It’s the follow-through that counts.
Ideas are a dime a dozen. Or a dime a thousand. They’re cheap, I’m telling you. Ideas are easy. Committing to them, not so easy. I know a few writers who are protective of their ideas. They’re so sure someone is going to steal them.
I hate to burst that optimistic bubble, but no matter how wonderful you think that idea is, the chance of someone actually stealing it is probably remote.
Have you, as a writer, ever found that the idea you thought was so original, has been done or is being done? You see the book you wanted to write on the shelf or reviewed in a magazine or has already been made into a movie? And you think, damn, they stole my idea.
I’ve always believed that ideas float around in the ether. Creative minds catch them – then some will start on it but let it go, others go further but don’t finish, others will finish, but not do it well and a small percentage will follow through.
It’s the follow through that counts.
Lots of people, myself included, pay lip service to their ideas, their plans. They tell their friends and family of their wonderful, creative, sure-to-make-a-buck ideas, talking them up, vowing to make it happen. Then they don’t. It was fun talking about it, impressing their friends and family with their genius. But all they do is disappoint.
I’ve done this plenty in my misspent youth. As I matured, I found how rewarding is was to follow through. Self esteem is not given, it’s earned. And it’s earned by accomplishing your dreams.

# # # # #

WHAT YOU ARE ASKED TO DO -> Copy the stretch of the piece on following through on ideas from "Have you, as" through "follow through that counts.", word for word. The rows after this point are separate material, unrelated to the piece on following through on ideas.

# # # # #

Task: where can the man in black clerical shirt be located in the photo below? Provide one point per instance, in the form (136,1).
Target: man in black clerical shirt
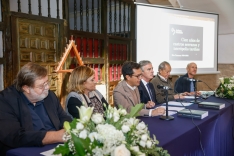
(30,114)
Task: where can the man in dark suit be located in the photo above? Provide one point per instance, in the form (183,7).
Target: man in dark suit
(146,89)
(182,85)
(126,93)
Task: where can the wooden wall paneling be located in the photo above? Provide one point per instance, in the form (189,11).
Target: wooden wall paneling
(7,52)
(37,39)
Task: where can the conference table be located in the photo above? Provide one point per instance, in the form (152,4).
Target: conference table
(211,136)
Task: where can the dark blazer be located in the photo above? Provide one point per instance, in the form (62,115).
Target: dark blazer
(123,96)
(182,85)
(144,95)
(16,121)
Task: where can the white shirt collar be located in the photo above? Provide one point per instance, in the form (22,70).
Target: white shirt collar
(132,88)
(163,78)
(144,82)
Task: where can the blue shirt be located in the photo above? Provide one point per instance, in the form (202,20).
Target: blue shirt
(40,118)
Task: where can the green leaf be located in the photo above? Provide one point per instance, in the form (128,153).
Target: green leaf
(135,110)
(62,149)
(80,145)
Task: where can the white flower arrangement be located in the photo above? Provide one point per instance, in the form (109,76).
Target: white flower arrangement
(226,88)
(114,134)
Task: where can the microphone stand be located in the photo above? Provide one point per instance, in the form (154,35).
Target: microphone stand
(167,117)
(195,95)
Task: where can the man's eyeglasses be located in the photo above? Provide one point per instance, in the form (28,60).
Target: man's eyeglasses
(43,86)
(137,76)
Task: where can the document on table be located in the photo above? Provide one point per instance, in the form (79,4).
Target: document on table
(172,110)
(50,152)
(190,97)
(182,104)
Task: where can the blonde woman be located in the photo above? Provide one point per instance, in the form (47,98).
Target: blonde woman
(82,91)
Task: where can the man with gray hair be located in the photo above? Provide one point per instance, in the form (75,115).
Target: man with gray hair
(126,93)
(182,85)
(146,89)
(30,114)
(161,79)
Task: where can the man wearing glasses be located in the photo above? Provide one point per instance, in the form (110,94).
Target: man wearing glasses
(146,89)
(162,78)
(30,114)
(126,92)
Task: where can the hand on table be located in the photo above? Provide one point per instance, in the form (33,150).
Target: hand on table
(158,111)
(150,104)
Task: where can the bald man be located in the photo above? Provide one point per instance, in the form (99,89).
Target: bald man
(184,86)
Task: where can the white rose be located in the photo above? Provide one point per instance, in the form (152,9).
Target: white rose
(142,143)
(125,128)
(144,137)
(79,126)
(93,135)
(141,126)
(121,151)
(148,144)
(97,118)
(135,149)
(83,134)
(85,113)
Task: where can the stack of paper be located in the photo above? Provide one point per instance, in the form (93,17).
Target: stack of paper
(172,110)
(181,104)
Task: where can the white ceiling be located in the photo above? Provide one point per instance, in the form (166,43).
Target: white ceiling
(225,9)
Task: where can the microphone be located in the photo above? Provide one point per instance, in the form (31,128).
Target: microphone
(163,87)
(188,79)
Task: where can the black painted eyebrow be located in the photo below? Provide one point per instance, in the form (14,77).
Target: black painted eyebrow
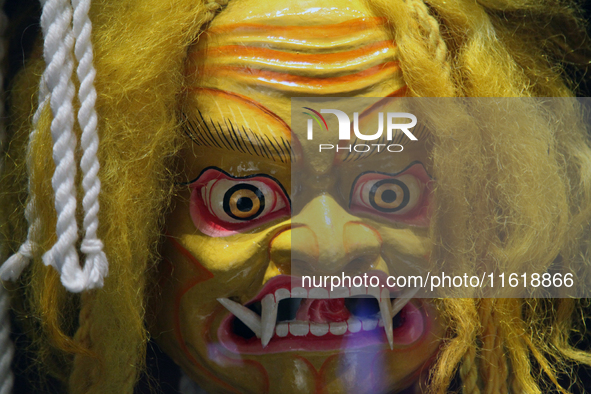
(204,131)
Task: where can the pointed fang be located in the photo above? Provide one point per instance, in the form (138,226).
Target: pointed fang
(248,317)
(269,318)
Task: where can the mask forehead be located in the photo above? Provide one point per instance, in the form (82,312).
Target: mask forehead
(270,52)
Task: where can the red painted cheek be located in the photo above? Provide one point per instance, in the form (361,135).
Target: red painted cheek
(202,274)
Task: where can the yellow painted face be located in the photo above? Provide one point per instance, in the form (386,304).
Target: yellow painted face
(230,316)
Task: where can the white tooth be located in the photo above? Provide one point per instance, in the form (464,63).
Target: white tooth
(338,328)
(339,292)
(354,324)
(268,318)
(358,291)
(282,329)
(248,317)
(374,291)
(369,324)
(319,329)
(401,301)
(299,292)
(318,293)
(386,313)
(299,328)
(281,294)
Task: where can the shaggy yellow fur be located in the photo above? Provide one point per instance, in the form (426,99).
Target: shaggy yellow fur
(538,182)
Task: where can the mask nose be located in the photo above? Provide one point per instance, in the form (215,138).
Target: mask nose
(324,240)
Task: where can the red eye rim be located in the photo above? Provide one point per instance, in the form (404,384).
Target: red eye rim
(210,224)
(419,215)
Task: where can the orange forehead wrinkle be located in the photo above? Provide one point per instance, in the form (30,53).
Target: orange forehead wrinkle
(303,84)
(257,54)
(301,32)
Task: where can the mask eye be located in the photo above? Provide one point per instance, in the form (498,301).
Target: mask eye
(223,205)
(401,197)
(389,195)
(244,202)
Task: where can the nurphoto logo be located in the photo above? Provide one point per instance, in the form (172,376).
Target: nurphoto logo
(392,119)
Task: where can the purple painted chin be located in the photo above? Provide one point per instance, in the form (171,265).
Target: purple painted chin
(413,323)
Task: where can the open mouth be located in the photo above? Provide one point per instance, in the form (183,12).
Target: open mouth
(286,317)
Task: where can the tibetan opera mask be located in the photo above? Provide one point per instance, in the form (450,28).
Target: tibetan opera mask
(231,315)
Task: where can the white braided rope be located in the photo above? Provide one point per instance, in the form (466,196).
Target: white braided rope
(62,27)
(89,164)
(57,50)
(6,346)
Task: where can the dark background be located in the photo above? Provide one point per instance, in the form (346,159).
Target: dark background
(23,31)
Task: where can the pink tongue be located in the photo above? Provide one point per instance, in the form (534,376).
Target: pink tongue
(323,311)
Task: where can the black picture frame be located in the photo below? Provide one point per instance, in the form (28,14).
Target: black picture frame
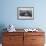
(25,13)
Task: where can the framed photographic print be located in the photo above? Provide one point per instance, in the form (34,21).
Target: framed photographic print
(25,13)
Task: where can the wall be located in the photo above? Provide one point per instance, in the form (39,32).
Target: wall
(8,13)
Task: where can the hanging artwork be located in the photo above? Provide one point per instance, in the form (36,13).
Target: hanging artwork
(25,13)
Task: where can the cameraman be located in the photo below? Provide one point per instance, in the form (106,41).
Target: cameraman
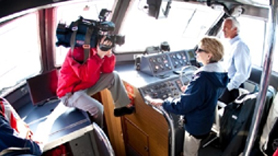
(77,82)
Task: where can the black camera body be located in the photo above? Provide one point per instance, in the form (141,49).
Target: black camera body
(87,33)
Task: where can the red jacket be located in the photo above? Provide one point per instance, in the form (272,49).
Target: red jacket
(74,76)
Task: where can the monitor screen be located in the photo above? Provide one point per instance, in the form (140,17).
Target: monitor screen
(43,87)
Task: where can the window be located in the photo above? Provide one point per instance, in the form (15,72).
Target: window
(19,50)
(182,29)
(69,13)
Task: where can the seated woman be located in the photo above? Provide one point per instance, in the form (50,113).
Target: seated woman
(199,100)
(14,132)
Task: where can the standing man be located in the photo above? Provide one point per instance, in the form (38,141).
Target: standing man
(238,63)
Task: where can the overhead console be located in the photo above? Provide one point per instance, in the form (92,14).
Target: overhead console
(166,63)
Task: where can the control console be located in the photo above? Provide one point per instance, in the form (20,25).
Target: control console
(170,87)
(162,64)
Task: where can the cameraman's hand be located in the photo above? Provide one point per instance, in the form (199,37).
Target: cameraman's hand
(101,53)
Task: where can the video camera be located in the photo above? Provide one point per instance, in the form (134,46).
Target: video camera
(87,33)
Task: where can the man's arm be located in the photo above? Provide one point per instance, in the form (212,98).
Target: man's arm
(243,66)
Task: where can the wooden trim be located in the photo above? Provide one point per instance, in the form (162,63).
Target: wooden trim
(114,125)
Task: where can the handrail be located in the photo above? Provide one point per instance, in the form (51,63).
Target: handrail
(170,122)
(260,103)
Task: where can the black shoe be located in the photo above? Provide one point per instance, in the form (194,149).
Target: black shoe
(123,111)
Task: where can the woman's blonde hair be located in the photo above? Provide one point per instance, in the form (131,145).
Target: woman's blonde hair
(214,46)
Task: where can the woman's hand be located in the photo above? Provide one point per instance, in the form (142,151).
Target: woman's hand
(154,102)
(183,88)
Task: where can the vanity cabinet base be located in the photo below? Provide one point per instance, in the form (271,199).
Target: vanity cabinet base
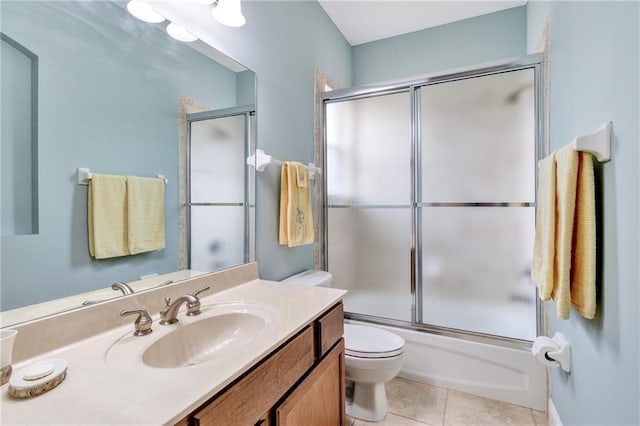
(301,383)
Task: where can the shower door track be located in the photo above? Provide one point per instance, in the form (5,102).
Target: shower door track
(533,61)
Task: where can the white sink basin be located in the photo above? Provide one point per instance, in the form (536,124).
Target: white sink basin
(203,340)
(221,330)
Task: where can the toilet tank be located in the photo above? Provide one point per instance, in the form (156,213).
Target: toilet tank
(312,277)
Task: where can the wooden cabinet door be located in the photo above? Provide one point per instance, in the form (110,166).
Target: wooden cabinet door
(247,401)
(319,399)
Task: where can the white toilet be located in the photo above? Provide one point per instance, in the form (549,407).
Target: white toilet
(373,356)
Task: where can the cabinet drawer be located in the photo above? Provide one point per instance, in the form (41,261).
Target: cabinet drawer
(249,399)
(329,329)
(319,399)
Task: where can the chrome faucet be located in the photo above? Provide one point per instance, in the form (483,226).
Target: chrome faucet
(169,314)
(123,287)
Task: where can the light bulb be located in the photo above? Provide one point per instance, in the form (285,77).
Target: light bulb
(179,33)
(229,13)
(144,12)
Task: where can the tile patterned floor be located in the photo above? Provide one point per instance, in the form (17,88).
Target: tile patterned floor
(419,404)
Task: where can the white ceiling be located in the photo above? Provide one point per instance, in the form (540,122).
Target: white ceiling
(362,21)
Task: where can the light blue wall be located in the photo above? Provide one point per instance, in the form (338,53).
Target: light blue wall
(594,78)
(486,38)
(283,42)
(85,121)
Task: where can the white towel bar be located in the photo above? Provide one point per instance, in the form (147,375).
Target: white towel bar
(598,143)
(260,161)
(84,176)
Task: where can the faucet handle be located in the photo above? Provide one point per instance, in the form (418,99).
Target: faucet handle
(142,324)
(202,290)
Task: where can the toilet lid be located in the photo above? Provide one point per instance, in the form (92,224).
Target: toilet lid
(371,342)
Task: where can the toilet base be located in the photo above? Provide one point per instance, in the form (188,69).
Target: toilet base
(369,402)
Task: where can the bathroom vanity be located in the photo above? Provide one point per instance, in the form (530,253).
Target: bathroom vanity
(275,356)
(301,383)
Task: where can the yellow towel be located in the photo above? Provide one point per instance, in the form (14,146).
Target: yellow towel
(583,263)
(107,216)
(544,246)
(566,178)
(145,215)
(296,223)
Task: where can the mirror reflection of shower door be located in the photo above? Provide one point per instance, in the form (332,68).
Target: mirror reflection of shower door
(368,152)
(477,199)
(220,189)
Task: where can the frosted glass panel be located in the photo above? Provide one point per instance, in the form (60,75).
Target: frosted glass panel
(369,150)
(217,237)
(217,160)
(476,266)
(478,139)
(370,256)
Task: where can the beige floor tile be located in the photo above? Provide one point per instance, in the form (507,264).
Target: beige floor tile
(466,410)
(540,418)
(417,401)
(391,420)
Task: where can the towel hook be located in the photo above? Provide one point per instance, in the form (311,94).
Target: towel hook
(598,143)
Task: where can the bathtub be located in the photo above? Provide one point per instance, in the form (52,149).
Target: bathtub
(495,372)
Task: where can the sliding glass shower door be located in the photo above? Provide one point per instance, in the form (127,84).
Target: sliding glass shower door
(369,202)
(430,199)
(476,204)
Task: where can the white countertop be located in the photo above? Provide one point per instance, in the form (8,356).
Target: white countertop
(127,393)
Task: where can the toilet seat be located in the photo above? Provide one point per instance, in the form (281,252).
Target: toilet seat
(371,342)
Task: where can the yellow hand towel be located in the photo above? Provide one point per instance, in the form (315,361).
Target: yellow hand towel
(544,246)
(566,179)
(583,263)
(296,223)
(107,216)
(145,214)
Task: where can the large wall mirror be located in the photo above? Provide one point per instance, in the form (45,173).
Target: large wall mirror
(85,84)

# # # # #

EXERCISE RESULT ->
Have you, as a writer, ever found that the idea you thought was so original, has been done or is being done? You see the book you wanted to write on the shelf or reviewed in a magazine or has already been made into a movie? And you think, damn, they stole my idea.
I’ve always believed that ideas float around in the ether. Creative minds catch them – then some will start on it but let it go, others go further but don’t finish, others will finish, but not do it well and a small percentage will follow through.
It’s the follow through that counts.